● TUJUAN
a. Kembalikan bagian artikel tentang lukisan Mata Hitam dari "Jeihan Sukmantoro dan" sampai "yang melatarbelakangi kelahirannya." tanpa perubahan sedikit pun.
b. Tukar "Reply" dengan "Answer" pada bagian entri dari awal entri sampai baris yang memuat "72], [142, 74]]", termasuk baris itu. Tuliskan lagi hanya bagian itu tanpa perubahan lain dan tanpa gambarnya.

● DOKUMEN SUMBER
━━━

Jeihan Sukmantoro dan Mata Hitam ke-50

Jeihan Sukmantoro

50 tahun berlalu sudah sejak lukisan mata hitam tercipta untuk pertama kalinya. Sejak 1965, mata yang dibentuk dengan goresan warna hitam menjadi ciri lukisan yang dibuat oleh Jeihan Sukmantoro. Lukisan mata hitam pun lahir tidak berdiri sendiri. Banyak yang melatarbelakangi kelahirannya.

Pekan lalu, keluarga besar Jeihan Sukmantoro merayakan lima dekade usia Mata Hitam ciptaan Jeihan, di Studio Jeihan, Pasirlayung, Bandung. Kemeriahan itu tidak hanya untuk merayakan kebesaran lukisan Mata Hitam, tapi juga sekaligus merayakan ulang tahun sang pelukisnya pada 26 September.

Di galeri Jeihan itu, beberapa lukisan yang dibuat pada tempo dulu, periode 60-an hingga sekarang dipamerkan. Seperti diketahui banyak kalangan, lukisan Jeihan selalu berkaitan dengan objek manusia, perempuan, dan mata yang dibentuk lewat goresan berwarna hitam.

Pengamat Seni Rupa Mikke Susanto menilai goresan hitam yang membentuk mata pada lukisan-lukisan ciptaan Jeihan sebenarnya menimbulkan interpretasi yang beragam. Misalnya, interpretasi yang muncul dapat dibawa ke ranah mistis, dan beberapa hal lain.

━━━

● INFORMASI YANG DIBERIKAN
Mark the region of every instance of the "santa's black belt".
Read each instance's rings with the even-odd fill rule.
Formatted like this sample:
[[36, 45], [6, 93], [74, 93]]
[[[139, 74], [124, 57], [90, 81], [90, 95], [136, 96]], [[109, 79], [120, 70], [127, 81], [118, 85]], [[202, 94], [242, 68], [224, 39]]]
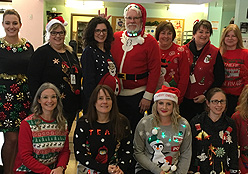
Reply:
[[126, 74], [126, 73], [118, 73], [118, 78], [122, 80], [140, 80], [148, 76], [148, 72], [142, 74]]

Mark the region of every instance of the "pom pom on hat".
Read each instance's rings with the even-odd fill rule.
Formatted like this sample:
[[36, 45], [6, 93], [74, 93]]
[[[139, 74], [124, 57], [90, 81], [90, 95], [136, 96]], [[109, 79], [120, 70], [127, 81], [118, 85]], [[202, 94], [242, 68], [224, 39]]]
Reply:
[[172, 100], [178, 103], [178, 97], [180, 97], [180, 90], [174, 87], [162, 86], [162, 89], [158, 90], [154, 95], [154, 102], [158, 100]]
[[52, 26], [53, 24], [56, 24], [56, 23], [59, 23], [59, 24], [61, 24], [61, 25], [63, 25], [63, 26], [67, 26], [67, 25], [68, 25], [68, 22], [66, 22], [62, 16], [57, 16], [57, 17], [51, 19], [51, 20], [47, 23], [47, 25], [46, 25], [46, 31], [49, 32], [51, 26]]

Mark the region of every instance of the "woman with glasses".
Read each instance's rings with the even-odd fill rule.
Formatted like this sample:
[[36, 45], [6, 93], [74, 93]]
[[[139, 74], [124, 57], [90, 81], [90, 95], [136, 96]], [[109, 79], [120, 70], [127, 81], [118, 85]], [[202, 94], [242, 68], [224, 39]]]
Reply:
[[225, 115], [226, 104], [224, 91], [212, 88], [206, 94], [206, 111], [191, 120], [191, 172], [238, 173], [237, 131]]
[[113, 39], [113, 29], [105, 18], [94, 17], [89, 21], [83, 36], [85, 49], [80, 60], [83, 72], [84, 114], [97, 84], [110, 86], [116, 95], [120, 93], [120, 81], [110, 52]]
[[225, 81], [222, 89], [227, 94], [227, 116], [235, 112], [239, 95], [248, 84], [248, 49], [244, 49], [239, 27], [230, 24], [222, 33], [220, 52], [225, 65]]
[[0, 132], [4, 134], [1, 156], [4, 174], [12, 174], [20, 122], [30, 110], [27, 70], [34, 49], [19, 36], [22, 22], [17, 11], [6, 10], [2, 26], [6, 35], [0, 38]]
[[64, 43], [67, 22], [59, 16], [46, 25], [46, 44], [33, 54], [28, 75], [31, 95], [39, 86], [51, 82], [61, 93], [64, 116], [70, 131], [76, 113], [81, 108], [81, 67], [77, 55]]
[[66, 119], [56, 86], [44, 83], [20, 126], [15, 174], [63, 174], [70, 157]]

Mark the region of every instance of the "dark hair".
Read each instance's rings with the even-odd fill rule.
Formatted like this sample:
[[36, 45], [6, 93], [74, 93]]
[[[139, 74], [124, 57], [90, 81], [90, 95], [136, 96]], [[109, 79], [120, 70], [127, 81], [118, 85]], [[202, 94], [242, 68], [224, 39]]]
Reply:
[[95, 33], [95, 28], [98, 24], [105, 24], [107, 27], [108, 31], [107, 31], [107, 38], [104, 42], [104, 49], [106, 51], [110, 51], [111, 43], [114, 40], [113, 29], [108, 20], [106, 20], [105, 18], [99, 17], [99, 16], [92, 18], [85, 29], [84, 36], [83, 36], [84, 47], [88, 45], [94, 48], [97, 47], [97, 41], [94, 38], [94, 33]]
[[22, 23], [21, 22], [21, 16], [19, 15], [19, 13], [15, 10], [15, 9], [8, 9], [8, 10], [5, 10], [4, 14], [3, 14], [3, 21], [4, 21], [4, 17], [6, 15], [16, 15], [19, 19], [19, 22], [20, 24]]
[[200, 22], [196, 22], [193, 26], [193, 35], [196, 34], [201, 26], [209, 30], [210, 36], [213, 34], [212, 24], [208, 20], [202, 19]]
[[96, 111], [95, 104], [98, 99], [98, 93], [102, 90], [106, 95], [109, 93], [112, 100], [112, 108], [109, 113], [109, 120], [111, 123], [111, 127], [114, 131], [114, 136], [116, 140], [122, 140], [126, 137], [127, 131], [130, 131], [130, 124], [128, 119], [119, 113], [117, 101], [113, 90], [107, 85], [97, 85], [94, 91], [92, 92], [89, 100], [88, 111], [86, 114], [86, 118], [88, 119], [90, 126], [92, 127], [92, 123], [97, 121], [98, 115]]
[[[221, 88], [215, 87], [215, 88], [210, 89], [210, 90], [207, 92], [207, 94], [206, 94], [206, 100], [208, 101], [208, 103], [210, 103], [211, 98], [212, 98], [217, 92], [223, 93], [223, 94], [225, 95], [225, 97], [226, 97], [226, 93], [225, 93]], [[226, 100], [227, 100], [227, 98], [226, 98]], [[227, 102], [228, 102], [228, 101], [227, 101]], [[227, 103], [226, 103], [226, 106], [227, 106]], [[226, 109], [227, 109], [227, 107], [226, 107]], [[226, 110], [226, 109], [225, 109], [225, 110]], [[206, 109], [205, 109], [205, 110], [209, 112], [209, 108], [208, 108], [207, 105], [206, 105]]]
[[163, 30], [171, 31], [172, 32], [172, 41], [175, 39], [176, 31], [175, 31], [175, 28], [174, 28], [173, 24], [171, 22], [168, 22], [168, 21], [163, 21], [163, 22], [160, 22], [160, 24], [156, 28], [155, 38], [157, 40], [159, 40], [159, 34]]

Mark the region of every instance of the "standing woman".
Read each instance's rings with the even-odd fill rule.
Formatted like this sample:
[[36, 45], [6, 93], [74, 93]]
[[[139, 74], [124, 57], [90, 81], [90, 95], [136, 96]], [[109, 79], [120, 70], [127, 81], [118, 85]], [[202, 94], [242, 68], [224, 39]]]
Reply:
[[47, 23], [47, 43], [34, 52], [28, 77], [33, 97], [44, 82], [53, 83], [59, 88], [70, 131], [76, 113], [81, 108], [81, 68], [77, 55], [64, 43], [66, 25], [67, 22], [61, 16]]
[[14, 9], [3, 14], [6, 36], [0, 38], [0, 131], [4, 133], [4, 174], [11, 174], [17, 153], [18, 130], [30, 110], [27, 69], [33, 46], [20, 38], [21, 17]]
[[179, 115], [180, 91], [162, 86], [154, 95], [152, 114], [143, 117], [134, 134], [136, 174], [186, 174], [191, 159], [191, 130]]
[[191, 120], [191, 172], [238, 173], [236, 126], [225, 115], [226, 102], [222, 89], [210, 89], [206, 94], [206, 111]]
[[163, 72], [161, 74], [164, 75], [165, 82], [171, 87], [176, 87], [180, 90], [180, 104], [189, 82], [189, 68], [185, 66], [188, 63], [187, 55], [183, 47], [173, 42], [176, 37], [176, 31], [171, 22], [161, 22], [156, 28], [155, 37], [161, 54], [161, 72]]
[[33, 114], [20, 126], [15, 174], [64, 174], [70, 150], [62, 110], [58, 88], [42, 84], [34, 97]]
[[225, 70], [221, 54], [210, 44], [212, 25], [202, 19], [193, 27], [193, 39], [183, 47], [189, 54], [190, 77], [180, 113], [188, 121], [204, 111], [205, 93], [213, 87], [221, 87]]
[[119, 113], [113, 90], [98, 85], [91, 94], [87, 114], [77, 122], [73, 140], [76, 160], [87, 174], [128, 174], [132, 141], [129, 121]]
[[110, 53], [114, 40], [110, 23], [102, 17], [92, 18], [85, 29], [83, 40], [85, 49], [80, 61], [83, 72], [83, 110], [86, 114], [90, 95], [99, 83], [110, 86], [117, 95], [120, 93], [120, 81]]
[[239, 95], [248, 84], [248, 50], [244, 49], [241, 32], [236, 24], [230, 24], [222, 33], [220, 52], [225, 64], [225, 82], [222, 89], [227, 94], [227, 116], [235, 112]]
[[232, 115], [237, 126], [238, 146], [240, 147], [239, 170], [248, 173], [248, 85], [245, 85], [239, 97], [239, 105]]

━━━

● JAWABAN LATIHAN
a.
Jeihan Sukmantoro dan Mata Hitam ke-50

Jeihan Sukmantoro

50 tahun berlalu sudah sejak lukisan mata hitam tercipta untuk pertama kalinya. Sejak 1965, mata yang dibentuk dengan goresan warna hitam menjadi ciri lukisan yang dibuat oleh Jeihan Sukmantoro. Lukisan mata hitam pun lahir tidak berdiri sendiri. Banyak yang melatarbelakangi kelahirannya.

b.
Mark the region of every instance of the "santa's black belt".
Read each instance's rings with the even-odd fill rule.
Formatted like this sample:
[[36, 45], [6, 93], [74, 93]]
[[[139, 74], [124, 57], [90, 81], [90, 95], [136, 96]], [[109, 79], [120, 70], [127, 81], [118, 85]], [[202, 94], [242, 68], [224, 39]]]
Answer:
[[126, 74], [126, 73], [118, 73], [118, 78], [122, 80], [140, 80], [148, 76], [148, 72], [142, 74]]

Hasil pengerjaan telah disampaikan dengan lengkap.